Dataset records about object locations
..........

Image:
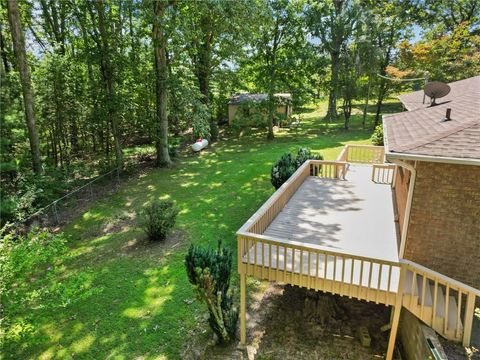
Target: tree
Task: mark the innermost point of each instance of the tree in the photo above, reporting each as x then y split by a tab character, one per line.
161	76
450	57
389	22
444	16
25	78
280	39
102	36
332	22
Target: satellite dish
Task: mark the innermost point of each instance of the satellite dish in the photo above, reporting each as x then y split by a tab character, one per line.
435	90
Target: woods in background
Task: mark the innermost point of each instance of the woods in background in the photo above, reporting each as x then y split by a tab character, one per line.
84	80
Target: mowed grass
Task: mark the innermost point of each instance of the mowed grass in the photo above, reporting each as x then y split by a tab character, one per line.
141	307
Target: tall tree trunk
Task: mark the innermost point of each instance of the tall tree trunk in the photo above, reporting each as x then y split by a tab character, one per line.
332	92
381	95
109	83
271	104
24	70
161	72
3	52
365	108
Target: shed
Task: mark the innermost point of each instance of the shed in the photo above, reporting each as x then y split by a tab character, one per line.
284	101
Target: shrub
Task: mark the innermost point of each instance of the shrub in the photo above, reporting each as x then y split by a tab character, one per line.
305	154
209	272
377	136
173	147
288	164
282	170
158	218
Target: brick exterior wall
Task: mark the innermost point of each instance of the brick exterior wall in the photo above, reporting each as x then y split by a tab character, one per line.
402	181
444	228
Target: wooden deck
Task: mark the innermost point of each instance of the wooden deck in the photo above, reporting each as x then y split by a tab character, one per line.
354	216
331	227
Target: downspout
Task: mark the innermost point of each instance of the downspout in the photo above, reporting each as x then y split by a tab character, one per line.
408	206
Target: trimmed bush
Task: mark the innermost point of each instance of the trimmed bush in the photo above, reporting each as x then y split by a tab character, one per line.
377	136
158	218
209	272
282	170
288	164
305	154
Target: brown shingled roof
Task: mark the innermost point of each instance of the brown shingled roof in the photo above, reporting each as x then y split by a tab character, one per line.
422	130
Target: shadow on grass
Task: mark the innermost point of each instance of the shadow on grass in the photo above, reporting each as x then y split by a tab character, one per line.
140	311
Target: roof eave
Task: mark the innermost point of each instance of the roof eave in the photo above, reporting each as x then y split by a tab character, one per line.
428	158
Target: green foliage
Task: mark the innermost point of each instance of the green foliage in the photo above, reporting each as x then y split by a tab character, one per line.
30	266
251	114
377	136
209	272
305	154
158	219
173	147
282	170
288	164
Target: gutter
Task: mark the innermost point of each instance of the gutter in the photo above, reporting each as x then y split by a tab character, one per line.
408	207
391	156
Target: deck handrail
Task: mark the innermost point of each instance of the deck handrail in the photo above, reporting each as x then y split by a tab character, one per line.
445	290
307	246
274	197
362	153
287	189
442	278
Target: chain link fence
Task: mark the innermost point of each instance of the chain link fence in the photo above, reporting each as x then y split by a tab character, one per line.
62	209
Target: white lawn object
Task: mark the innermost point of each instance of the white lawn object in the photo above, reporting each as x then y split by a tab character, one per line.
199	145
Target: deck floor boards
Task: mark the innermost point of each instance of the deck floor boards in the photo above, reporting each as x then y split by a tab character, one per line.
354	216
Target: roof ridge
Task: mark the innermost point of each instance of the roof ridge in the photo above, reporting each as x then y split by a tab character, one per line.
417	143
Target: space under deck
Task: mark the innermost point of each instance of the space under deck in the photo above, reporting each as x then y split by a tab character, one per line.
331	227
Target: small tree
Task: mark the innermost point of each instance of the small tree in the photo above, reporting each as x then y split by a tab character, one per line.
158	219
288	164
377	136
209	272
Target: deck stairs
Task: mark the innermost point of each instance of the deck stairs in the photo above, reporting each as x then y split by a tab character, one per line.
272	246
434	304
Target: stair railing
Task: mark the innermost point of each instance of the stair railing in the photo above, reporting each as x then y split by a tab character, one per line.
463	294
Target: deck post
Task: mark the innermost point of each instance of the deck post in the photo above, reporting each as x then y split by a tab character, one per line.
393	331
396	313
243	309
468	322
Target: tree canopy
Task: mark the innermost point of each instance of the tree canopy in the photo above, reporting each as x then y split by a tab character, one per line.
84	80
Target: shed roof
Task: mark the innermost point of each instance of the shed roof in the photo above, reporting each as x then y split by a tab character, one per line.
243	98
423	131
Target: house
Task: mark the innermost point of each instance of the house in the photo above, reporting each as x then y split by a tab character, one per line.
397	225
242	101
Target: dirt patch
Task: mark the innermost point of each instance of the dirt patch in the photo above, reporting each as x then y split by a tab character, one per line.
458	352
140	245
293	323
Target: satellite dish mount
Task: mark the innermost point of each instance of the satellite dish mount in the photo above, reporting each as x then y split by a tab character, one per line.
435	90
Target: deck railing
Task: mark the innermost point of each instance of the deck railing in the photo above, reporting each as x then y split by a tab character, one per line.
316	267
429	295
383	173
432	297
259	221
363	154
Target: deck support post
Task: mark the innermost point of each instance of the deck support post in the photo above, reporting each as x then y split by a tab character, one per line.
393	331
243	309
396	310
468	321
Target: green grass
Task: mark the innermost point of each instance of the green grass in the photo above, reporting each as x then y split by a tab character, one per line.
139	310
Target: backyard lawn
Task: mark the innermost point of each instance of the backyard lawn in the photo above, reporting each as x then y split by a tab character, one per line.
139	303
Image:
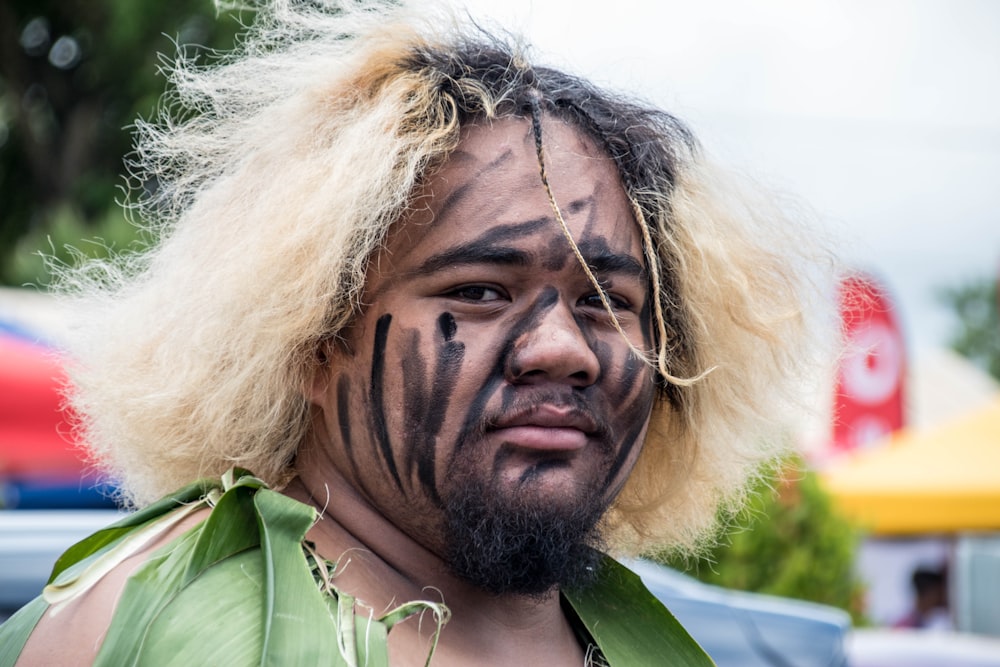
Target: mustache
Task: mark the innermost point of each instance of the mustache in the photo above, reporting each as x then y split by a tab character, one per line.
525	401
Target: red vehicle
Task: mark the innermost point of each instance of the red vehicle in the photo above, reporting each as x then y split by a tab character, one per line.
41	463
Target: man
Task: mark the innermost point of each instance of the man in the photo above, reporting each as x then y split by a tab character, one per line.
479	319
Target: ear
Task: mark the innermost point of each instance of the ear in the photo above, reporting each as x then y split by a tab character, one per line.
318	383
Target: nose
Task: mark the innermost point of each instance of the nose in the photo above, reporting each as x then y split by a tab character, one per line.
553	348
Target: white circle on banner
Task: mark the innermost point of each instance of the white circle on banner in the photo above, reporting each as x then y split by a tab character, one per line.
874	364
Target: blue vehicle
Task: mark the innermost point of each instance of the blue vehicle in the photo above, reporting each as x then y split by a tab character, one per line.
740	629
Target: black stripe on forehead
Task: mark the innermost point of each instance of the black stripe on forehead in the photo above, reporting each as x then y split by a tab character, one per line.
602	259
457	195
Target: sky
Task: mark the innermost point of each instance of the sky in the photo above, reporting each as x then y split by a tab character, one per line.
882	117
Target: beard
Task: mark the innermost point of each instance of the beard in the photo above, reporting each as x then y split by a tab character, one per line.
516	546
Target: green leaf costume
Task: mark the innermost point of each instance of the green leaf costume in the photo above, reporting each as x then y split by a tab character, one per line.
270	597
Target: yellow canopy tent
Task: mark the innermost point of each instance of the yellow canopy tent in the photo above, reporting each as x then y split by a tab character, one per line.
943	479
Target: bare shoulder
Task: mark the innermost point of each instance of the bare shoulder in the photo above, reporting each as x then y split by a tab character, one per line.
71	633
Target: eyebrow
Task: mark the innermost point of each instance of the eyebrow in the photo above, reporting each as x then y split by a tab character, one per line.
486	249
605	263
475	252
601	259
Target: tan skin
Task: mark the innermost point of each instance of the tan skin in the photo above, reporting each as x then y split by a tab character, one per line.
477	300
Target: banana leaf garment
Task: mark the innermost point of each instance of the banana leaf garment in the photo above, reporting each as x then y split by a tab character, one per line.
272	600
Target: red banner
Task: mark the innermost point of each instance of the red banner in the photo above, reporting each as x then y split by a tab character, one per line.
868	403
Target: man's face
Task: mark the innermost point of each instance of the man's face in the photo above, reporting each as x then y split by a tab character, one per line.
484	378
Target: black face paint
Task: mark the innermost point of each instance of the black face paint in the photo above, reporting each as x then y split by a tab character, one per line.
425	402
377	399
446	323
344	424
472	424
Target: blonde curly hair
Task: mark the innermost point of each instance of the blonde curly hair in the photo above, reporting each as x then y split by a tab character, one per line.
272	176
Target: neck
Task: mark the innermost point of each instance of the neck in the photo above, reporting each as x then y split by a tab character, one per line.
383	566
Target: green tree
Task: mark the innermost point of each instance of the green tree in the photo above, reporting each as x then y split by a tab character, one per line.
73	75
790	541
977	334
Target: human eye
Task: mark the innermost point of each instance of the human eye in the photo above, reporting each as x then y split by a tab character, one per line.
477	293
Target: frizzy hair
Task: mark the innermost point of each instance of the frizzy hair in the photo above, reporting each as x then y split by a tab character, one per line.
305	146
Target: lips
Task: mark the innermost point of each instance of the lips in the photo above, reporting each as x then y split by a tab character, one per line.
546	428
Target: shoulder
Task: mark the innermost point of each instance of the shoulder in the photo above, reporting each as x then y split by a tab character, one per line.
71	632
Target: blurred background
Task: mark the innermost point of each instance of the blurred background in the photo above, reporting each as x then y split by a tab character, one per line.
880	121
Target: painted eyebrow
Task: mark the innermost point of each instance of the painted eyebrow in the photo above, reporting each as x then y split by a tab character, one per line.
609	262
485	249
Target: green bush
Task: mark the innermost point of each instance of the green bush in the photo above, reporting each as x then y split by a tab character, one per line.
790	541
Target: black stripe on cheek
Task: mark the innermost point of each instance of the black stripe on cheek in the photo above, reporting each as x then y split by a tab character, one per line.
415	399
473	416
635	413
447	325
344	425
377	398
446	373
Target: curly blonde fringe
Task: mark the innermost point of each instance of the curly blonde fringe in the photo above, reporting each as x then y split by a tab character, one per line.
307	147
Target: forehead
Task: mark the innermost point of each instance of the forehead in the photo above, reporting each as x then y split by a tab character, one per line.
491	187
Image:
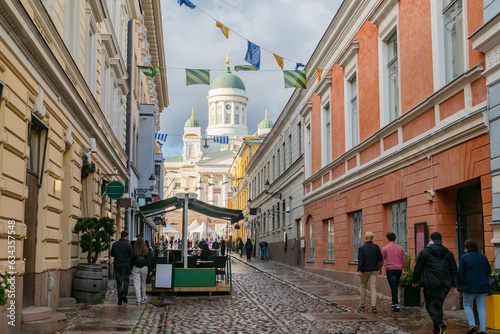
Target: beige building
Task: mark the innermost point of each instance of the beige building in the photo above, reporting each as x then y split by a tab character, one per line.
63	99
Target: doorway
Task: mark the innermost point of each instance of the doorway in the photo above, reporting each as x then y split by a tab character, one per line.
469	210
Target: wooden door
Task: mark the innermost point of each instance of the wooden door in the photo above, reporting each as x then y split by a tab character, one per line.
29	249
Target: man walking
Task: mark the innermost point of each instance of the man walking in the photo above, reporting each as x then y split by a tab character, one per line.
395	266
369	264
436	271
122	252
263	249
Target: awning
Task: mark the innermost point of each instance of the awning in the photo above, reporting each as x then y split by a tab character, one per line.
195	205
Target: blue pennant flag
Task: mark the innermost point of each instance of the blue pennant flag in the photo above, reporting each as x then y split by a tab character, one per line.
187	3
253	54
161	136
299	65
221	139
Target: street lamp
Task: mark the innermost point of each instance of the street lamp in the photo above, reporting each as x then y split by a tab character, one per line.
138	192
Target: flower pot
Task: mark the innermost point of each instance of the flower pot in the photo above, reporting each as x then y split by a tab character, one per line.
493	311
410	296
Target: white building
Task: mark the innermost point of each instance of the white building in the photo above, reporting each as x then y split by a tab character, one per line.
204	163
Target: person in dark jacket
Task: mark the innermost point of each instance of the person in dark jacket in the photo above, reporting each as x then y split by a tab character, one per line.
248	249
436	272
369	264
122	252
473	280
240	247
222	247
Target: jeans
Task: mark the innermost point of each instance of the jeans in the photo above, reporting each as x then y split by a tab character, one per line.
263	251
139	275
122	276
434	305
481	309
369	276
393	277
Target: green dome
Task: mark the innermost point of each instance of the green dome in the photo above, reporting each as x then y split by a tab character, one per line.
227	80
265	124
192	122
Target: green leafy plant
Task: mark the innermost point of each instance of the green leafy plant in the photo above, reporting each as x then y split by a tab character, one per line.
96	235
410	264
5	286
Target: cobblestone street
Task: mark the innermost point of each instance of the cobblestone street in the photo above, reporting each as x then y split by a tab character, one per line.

..........

**PROBLEM:**
Begin with the line that contains "Target: jeans" and set down each line exactly until the records above end, including the final line.

**WRITTEN RESPONSE:**
Target: jeans
Task: mark the innermost point of each instance of the jeans in the photo above, reporting each as x then y split by a tab character, one per line.
263	251
139	275
122	276
434	305
481	309
369	276
393	277
Target: green dome
Task: mark the innermost point of each instance of the green dome in the photo above, reporting each as x then y split by a tab character, one per line.
227	80
265	124
192	122
Target: green leafy plant
Task: mark the innermost point of each instance of the green leafy plant in the photo above, reporting each as x then y split by a tab character, one per line.
96	235
410	264
5	286
Target: cobblestone street
Task: mark the innermost point of each instance of the cobblestone street in the photo above, reporting each as x then y split by a tab character, one per line.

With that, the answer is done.